-- START THE INPUT --

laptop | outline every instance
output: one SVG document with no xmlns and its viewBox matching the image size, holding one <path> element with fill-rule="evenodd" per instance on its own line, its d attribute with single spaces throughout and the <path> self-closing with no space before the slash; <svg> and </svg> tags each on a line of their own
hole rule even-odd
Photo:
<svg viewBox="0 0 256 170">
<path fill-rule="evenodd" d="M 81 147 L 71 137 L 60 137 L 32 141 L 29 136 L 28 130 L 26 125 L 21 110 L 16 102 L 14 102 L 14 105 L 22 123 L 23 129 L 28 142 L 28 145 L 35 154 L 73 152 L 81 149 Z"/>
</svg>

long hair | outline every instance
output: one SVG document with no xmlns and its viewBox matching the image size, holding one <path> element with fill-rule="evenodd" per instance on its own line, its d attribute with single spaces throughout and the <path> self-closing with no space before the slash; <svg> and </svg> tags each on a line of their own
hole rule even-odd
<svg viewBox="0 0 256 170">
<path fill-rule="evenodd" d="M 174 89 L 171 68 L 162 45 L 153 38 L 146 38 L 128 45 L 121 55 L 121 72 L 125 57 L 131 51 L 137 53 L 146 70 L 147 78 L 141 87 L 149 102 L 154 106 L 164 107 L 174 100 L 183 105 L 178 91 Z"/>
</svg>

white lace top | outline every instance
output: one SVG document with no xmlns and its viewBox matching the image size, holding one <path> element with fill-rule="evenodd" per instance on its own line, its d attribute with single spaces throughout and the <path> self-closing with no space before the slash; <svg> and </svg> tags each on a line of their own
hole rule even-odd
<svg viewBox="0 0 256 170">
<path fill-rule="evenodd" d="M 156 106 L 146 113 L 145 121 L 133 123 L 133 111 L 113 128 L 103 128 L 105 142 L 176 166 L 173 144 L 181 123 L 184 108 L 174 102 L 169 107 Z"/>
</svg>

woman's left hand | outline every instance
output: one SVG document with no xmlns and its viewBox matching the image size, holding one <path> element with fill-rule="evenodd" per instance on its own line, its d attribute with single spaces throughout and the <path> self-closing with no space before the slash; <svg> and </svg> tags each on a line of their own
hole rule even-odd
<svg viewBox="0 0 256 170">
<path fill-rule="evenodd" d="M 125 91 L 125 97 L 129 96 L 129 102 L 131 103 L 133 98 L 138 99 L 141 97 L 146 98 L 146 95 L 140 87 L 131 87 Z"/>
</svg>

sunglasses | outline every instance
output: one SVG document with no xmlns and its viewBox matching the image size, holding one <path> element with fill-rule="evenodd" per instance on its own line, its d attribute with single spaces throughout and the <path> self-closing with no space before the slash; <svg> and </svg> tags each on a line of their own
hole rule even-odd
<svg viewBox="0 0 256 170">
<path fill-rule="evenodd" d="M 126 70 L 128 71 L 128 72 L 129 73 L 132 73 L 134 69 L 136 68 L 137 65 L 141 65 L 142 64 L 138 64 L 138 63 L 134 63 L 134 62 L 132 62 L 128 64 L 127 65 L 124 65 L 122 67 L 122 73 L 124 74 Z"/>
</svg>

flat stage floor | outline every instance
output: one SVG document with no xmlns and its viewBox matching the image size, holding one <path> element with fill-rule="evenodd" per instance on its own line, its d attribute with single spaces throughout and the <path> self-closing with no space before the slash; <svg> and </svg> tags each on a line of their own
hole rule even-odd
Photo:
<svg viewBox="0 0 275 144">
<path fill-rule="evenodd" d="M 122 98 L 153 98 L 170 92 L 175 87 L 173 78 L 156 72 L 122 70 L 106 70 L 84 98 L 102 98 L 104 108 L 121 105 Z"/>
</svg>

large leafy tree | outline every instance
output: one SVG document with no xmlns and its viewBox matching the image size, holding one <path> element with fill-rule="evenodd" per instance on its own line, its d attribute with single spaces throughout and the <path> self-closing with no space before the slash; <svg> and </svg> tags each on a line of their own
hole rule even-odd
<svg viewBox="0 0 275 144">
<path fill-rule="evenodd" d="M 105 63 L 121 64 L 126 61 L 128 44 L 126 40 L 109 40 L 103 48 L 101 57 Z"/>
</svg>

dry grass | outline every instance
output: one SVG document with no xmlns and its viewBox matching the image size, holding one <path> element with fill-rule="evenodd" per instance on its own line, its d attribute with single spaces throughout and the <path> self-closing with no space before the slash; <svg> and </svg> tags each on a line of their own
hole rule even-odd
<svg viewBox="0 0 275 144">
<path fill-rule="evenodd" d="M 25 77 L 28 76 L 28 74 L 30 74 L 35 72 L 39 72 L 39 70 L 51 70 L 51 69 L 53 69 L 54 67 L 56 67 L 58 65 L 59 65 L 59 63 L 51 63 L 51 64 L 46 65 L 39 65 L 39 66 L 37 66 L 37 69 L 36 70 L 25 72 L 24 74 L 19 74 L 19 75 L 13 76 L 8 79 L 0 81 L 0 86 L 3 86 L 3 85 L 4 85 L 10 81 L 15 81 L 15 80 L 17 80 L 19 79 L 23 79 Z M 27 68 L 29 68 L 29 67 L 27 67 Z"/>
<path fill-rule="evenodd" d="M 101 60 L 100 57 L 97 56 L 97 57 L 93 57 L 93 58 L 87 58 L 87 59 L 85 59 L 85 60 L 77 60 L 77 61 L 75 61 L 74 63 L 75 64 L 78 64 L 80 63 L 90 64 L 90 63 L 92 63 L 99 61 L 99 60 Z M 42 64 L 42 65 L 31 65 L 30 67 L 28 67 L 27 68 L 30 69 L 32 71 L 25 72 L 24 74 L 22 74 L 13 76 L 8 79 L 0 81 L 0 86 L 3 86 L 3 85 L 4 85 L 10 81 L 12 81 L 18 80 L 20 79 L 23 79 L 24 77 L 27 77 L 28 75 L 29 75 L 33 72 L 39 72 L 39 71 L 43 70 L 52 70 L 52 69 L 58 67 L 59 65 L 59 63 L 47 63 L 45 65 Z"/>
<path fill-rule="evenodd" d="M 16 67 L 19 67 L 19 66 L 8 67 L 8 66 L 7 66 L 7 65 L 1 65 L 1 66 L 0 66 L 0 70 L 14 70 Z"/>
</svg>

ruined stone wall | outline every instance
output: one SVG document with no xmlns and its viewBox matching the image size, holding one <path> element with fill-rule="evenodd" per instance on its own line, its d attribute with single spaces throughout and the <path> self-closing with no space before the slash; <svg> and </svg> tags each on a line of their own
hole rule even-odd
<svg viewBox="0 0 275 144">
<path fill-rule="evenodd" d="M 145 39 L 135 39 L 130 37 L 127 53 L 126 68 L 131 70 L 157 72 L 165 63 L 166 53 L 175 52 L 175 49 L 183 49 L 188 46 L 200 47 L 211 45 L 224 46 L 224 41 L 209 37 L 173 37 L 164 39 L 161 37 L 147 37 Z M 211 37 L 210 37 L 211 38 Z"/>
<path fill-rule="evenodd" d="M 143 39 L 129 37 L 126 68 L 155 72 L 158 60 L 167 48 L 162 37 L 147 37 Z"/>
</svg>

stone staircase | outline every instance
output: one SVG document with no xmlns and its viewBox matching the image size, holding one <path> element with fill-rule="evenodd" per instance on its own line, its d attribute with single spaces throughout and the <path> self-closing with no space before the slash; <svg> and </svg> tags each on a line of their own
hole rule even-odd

-- END THE INPUT --

WORK REQUIRED
Render every line of the records above as a JSON list of strings, with one string per line and blank lines omitted.

SOLUTION FOR THIS TASK
[
  "laptop | outline every instance",
  "output: one SVG document with no xmlns and its viewBox matching the image size, holding one <path> element with fill-rule=\"evenodd\" per instance on its own line, its d attribute with single spaces throughout and the <path> self-closing with no space before the slash; <svg> and </svg> tags each on a line of their own",
  "hole rule even-odd",
  "Photo:",
  "<svg viewBox=\"0 0 256 170\">",
  "<path fill-rule=\"evenodd\" d=\"M 81 147 L 71 137 L 60 137 L 32 141 L 29 136 L 28 130 L 26 125 L 21 110 L 16 102 L 14 102 L 14 105 L 22 123 L 23 129 L 28 142 L 28 145 L 35 154 L 73 152 L 81 149 Z\"/>",
  "</svg>",
  "long hair | outline every instance",
  "output: one SVG document with no xmlns and its viewBox matching the image size, holding one <path> element with fill-rule=\"evenodd\" per instance on its own line, its d attribute with single spaces throughout and the <path> self-closing with no space before the slash; <svg> and </svg> tags each on a line of their own",
  "hole rule even-odd",
  "<svg viewBox=\"0 0 256 170\">",
  "<path fill-rule=\"evenodd\" d=\"M 174 89 L 171 68 L 162 45 L 153 38 L 146 38 L 128 45 L 121 55 L 121 72 L 125 57 L 131 51 L 137 53 L 146 70 L 147 78 L 141 87 L 149 102 L 154 106 L 164 107 L 174 100 L 183 105 L 178 91 Z\"/>",
  "</svg>",
  "white lace top | outline every instance",
  "output: one SVG document with no xmlns and its viewBox matching the image size, holding one <path> element with fill-rule=\"evenodd\" per instance on its own line, its d attribute with single spaces throughout and the <path> self-closing with no space before the slash; <svg> and </svg> tags each on a line of their own",
  "hole rule even-odd",
  "<svg viewBox=\"0 0 256 170\">",
  "<path fill-rule=\"evenodd\" d=\"M 156 106 L 146 113 L 145 121 L 133 123 L 133 111 L 113 128 L 103 128 L 105 142 L 176 166 L 173 144 L 181 123 L 184 108 L 174 102 L 169 107 Z\"/>",
  "</svg>",
  "woman's left hand | outline every instance",
  "output: one SVG document with no xmlns and its viewBox matching the image size, holding one <path> element with fill-rule=\"evenodd\" per instance on its own line, its d attribute with single spaces throughout and the <path> self-closing with no space before the slash; <svg> and </svg> tags each on a line of their own",
  "hole rule even-odd",
  "<svg viewBox=\"0 0 256 170\">",
  "<path fill-rule=\"evenodd\" d=\"M 125 91 L 125 97 L 129 96 L 129 102 L 131 103 L 133 98 L 138 99 L 141 97 L 146 98 L 146 95 L 140 87 L 131 87 Z\"/>",
  "</svg>",
  "sunglasses | outline every instance",
  "output: one SVG document with no xmlns and its viewBox matching the image size, holding one <path> element with fill-rule=\"evenodd\" per instance on its own line, its d attribute with single spaces throughout and the <path> self-closing with no space before the slash; <svg> and </svg> tags each on a line of their own",
  "hole rule even-odd",
  "<svg viewBox=\"0 0 256 170\">",
  "<path fill-rule=\"evenodd\" d=\"M 126 70 L 128 71 L 128 72 L 129 73 L 132 73 L 134 69 L 136 68 L 137 65 L 141 65 L 142 64 L 138 64 L 138 63 L 134 63 L 134 62 L 132 62 L 128 64 L 127 65 L 124 65 L 122 67 L 122 73 L 124 74 Z\"/>",
  "</svg>",
  "flat stage floor | outline every instance",
  "output: one SVG document with no xmlns and its viewBox matching the image size, holding one <path> element with fill-rule=\"evenodd\" per instance on its own line, its d attribute with single spaces throughout and the <path> self-closing with no space before the slash; <svg> and </svg> tags each on a line of their own",
  "hole rule even-odd",
  "Photo:",
  "<svg viewBox=\"0 0 275 144\">",
  "<path fill-rule=\"evenodd\" d=\"M 122 98 L 153 98 L 170 92 L 175 87 L 173 78 L 156 72 L 122 70 L 106 70 L 84 98 L 102 98 L 104 108 L 121 105 Z\"/>",
  "</svg>",
  "large leafy tree | outline every instance",
  "output: one SVG document with no xmlns and its viewBox matching the image size, holding one <path> element with fill-rule=\"evenodd\" per instance on its own line, its d attribute with single spaces throughout and the <path> self-closing with no space before the slash; <svg> and </svg> tags each on a line of their own",
  "hole rule even-odd",
  "<svg viewBox=\"0 0 275 144\">",
  "<path fill-rule=\"evenodd\" d=\"M 105 63 L 121 64 L 126 61 L 128 44 L 126 40 L 109 40 L 103 48 L 101 57 Z\"/>",
  "</svg>",
  "dry grass | outline every instance",
  "output: one SVG document with no xmlns and its viewBox matching the image size, holding one <path> element with fill-rule=\"evenodd\" per instance on its own line, its d attribute with single spaces throughout and the <path> self-closing with no space before the slash; <svg> and </svg> tags each on a line of their own",
  "hole rule even-odd",
  "<svg viewBox=\"0 0 275 144\">",
  "<path fill-rule=\"evenodd\" d=\"M 25 77 L 28 76 L 28 74 L 30 74 L 35 72 L 39 72 L 39 70 L 51 70 L 51 69 L 53 69 L 54 67 L 56 67 L 58 65 L 59 65 L 59 63 L 51 63 L 51 64 L 46 65 L 39 65 L 39 66 L 37 66 L 37 69 L 36 70 L 25 72 L 24 74 L 19 74 L 19 75 L 13 76 L 8 79 L 0 81 L 0 86 L 3 86 L 3 85 L 4 85 L 10 81 L 15 81 L 15 80 L 17 80 L 19 79 L 23 79 Z M 27 68 L 29 68 L 29 67 L 27 67 Z\"/>",
  "<path fill-rule=\"evenodd\" d=\"M 101 60 L 100 57 L 97 56 L 97 57 L 93 57 L 93 58 L 87 58 L 87 59 L 85 59 L 85 60 L 77 60 L 77 61 L 75 61 L 74 63 L 75 64 L 78 64 L 80 63 L 90 64 L 90 63 L 92 63 L 99 61 L 99 60 Z M 42 64 L 42 65 L 31 65 L 30 67 L 28 67 L 27 68 L 30 69 L 32 71 L 25 72 L 24 74 L 22 74 L 13 76 L 8 79 L 0 81 L 0 86 L 3 86 L 3 85 L 4 85 L 10 81 L 12 81 L 18 80 L 20 79 L 23 79 L 24 77 L 27 77 L 28 75 L 29 75 L 33 72 L 39 72 L 39 71 L 43 70 L 52 70 L 52 69 L 58 67 L 59 65 L 59 63 L 47 63 L 45 65 Z\"/>",
  "<path fill-rule=\"evenodd\" d=\"M 16 67 L 19 67 L 19 66 L 8 67 L 8 66 L 7 66 L 7 65 L 1 65 L 1 66 L 0 66 L 0 70 L 14 70 Z\"/>",
  "</svg>",
  "ruined stone wall | outline every instance",
  "output: one SVG document with no xmlns and its viewBox matching the image size, holding one <path> element with fill-rule=\"evenodd\" per instance on its own line, its d attribute with single spaces throughout and the <path> self-closing with no space before the slash; <svg> and </svg> tags each on a line of their own",
  "hole rule even-odd",
  "<svg viewBox=\"0 0 275 144\">",
  "<path fill-rule=\"evenodd\" d=\"M 145 39 L 135 39 L 130 37 L 127 53 L 126 68 L 131 70 L 157 72 L 165 63 L 166 53 L 175 52 L 175 49 L 183 49 L 188 46 L 200 47 L 211 45 L 224 46 L 224 41 L 209 37 L 173 37 L 164 39 L 161 37 L 147 37 Z M 211 37 L 210 37 L 211 38 Z\"/>",
  "<path fill-rule=\"evenodd\" d=\"M 143 39 L 129 37 L 126 68 L 155 72 L 158 60 L 167 48 L 162 37 L 147 37 Z\"/>",
  "</svg>",
  "stone staircase | outline every instance",
  "output: one SVG document with no xmlns and its viewBox matching the image size, holding one <path> element with fill-rule=\"evenodd\" per instance on its own line, its d attribute with single spaces throughout and the <path> self-closing with no space before the slash; <svg> and </svg> tags each on a line of their own",
  "hole rule even-odd"
]